*The request*.
Return each line below that contains the word "lily". Case counts.

*Record set*.

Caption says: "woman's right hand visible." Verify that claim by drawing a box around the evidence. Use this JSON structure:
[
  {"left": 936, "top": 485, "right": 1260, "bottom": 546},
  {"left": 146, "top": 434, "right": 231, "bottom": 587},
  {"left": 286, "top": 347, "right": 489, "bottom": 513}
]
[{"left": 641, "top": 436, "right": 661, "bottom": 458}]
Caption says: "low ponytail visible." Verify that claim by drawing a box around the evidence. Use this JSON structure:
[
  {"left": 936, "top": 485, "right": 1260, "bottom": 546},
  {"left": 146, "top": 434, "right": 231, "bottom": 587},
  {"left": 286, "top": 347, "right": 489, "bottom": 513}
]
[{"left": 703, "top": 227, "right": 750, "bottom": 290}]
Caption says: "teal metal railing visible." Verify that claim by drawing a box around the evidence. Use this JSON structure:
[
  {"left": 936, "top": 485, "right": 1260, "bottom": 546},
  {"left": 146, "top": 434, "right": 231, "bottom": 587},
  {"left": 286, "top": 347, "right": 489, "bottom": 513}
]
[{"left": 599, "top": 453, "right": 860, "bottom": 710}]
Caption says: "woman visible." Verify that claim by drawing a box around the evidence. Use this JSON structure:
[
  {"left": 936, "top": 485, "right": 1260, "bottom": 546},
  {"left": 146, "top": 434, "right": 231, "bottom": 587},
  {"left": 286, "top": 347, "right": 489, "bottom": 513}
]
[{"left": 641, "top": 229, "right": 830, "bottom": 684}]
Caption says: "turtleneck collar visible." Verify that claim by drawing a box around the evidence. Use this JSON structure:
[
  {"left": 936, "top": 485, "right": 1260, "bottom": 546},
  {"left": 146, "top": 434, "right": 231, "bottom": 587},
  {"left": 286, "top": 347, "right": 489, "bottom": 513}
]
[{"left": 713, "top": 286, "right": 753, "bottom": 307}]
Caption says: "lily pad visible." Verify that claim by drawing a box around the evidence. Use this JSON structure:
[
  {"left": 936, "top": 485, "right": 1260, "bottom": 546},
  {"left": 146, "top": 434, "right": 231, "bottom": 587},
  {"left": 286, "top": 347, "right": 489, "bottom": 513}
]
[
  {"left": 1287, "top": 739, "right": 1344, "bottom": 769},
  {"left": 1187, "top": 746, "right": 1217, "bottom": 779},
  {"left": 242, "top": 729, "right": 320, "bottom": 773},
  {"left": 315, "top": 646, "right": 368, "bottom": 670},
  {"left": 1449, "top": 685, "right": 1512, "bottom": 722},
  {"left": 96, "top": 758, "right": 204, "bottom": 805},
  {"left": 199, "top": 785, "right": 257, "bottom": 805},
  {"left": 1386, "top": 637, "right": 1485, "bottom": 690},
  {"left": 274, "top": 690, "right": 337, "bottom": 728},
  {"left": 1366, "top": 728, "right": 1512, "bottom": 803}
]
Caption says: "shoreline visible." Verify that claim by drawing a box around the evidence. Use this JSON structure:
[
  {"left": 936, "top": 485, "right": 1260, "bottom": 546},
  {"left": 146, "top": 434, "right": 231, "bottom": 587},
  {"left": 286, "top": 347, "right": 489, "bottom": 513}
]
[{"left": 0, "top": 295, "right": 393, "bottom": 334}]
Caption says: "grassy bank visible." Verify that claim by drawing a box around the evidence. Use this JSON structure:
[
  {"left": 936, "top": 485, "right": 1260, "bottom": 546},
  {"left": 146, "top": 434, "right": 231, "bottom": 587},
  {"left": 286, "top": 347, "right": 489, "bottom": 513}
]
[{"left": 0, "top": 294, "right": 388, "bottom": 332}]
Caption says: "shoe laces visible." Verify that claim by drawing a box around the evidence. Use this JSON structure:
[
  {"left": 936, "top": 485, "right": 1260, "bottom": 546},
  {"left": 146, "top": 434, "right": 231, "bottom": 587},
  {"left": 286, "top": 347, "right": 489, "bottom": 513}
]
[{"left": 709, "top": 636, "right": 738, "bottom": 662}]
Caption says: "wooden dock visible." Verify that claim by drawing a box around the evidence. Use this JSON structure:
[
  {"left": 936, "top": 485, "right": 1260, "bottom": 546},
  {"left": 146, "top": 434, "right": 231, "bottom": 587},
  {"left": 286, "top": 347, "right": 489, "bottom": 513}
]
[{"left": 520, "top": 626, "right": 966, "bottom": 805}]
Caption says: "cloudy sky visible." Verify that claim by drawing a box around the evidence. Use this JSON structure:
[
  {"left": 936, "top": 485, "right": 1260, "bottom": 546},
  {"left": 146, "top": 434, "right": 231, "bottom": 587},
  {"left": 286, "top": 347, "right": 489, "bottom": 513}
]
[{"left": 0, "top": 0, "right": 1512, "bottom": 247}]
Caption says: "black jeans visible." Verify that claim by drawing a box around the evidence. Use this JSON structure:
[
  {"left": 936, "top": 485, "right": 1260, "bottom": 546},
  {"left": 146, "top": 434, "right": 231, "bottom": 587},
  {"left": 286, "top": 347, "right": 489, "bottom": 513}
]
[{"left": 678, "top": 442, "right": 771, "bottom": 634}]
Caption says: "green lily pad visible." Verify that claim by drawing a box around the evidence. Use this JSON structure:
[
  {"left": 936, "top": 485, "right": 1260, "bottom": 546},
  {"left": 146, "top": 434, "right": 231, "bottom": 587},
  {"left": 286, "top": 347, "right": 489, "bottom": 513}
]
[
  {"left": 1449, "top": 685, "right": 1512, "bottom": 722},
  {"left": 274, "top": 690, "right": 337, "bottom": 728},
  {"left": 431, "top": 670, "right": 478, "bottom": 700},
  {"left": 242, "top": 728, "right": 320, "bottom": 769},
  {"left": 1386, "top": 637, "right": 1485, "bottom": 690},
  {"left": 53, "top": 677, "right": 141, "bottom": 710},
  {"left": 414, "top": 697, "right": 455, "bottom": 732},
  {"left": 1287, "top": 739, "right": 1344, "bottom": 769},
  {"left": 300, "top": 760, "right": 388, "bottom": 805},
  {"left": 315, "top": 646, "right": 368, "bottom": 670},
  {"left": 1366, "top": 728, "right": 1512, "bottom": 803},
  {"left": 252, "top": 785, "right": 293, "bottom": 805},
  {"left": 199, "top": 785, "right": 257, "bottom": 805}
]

*The result*.
Caption says: "lily pad visible." Verify that claim by drawing a box around the evidence. Use this JSON structure:
Caption says: "green lily pad visible." Verify that claim by drawing a box around the evidence. Use this JSON structure:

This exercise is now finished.